WHAT YOU WILL DO — Within the material below, locate the line with "Objective — one pin per instance of the wooden coffee" and the line with "Objective — one pin per instance of the wall-mounted", then return those two lines and all lines between them, exactly as written.
:: THE DATA ::
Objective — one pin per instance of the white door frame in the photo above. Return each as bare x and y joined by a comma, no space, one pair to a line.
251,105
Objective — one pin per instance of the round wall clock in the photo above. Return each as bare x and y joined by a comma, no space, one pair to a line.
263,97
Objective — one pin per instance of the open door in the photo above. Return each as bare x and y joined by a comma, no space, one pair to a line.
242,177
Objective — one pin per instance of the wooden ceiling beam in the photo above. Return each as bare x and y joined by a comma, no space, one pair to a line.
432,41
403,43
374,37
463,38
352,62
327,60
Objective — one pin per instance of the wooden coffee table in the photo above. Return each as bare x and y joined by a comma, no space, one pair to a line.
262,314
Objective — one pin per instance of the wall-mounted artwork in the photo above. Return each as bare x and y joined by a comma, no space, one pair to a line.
:::
:: THE DATA ::
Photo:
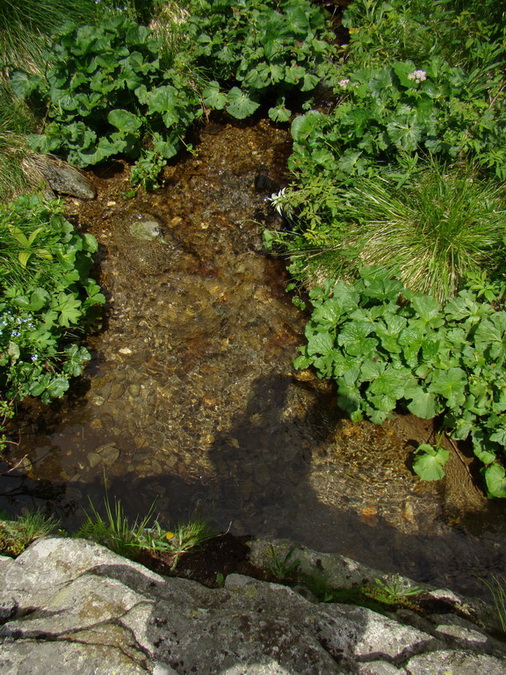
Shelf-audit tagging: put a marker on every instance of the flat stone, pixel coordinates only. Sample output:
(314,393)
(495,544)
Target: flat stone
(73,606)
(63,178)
:::
SOLUTION FOR THIS EXERCISE —
Objective — one pin per instance of the wooden coffee table in the photo above. Return each as bare x and y joined by a comma, no space, one pair to a line.
262,314
Objective — one pin per instance of the wall-mounted artwork in the photo above. Return each as bare x and y joined by a comma, no space, one pair to a line.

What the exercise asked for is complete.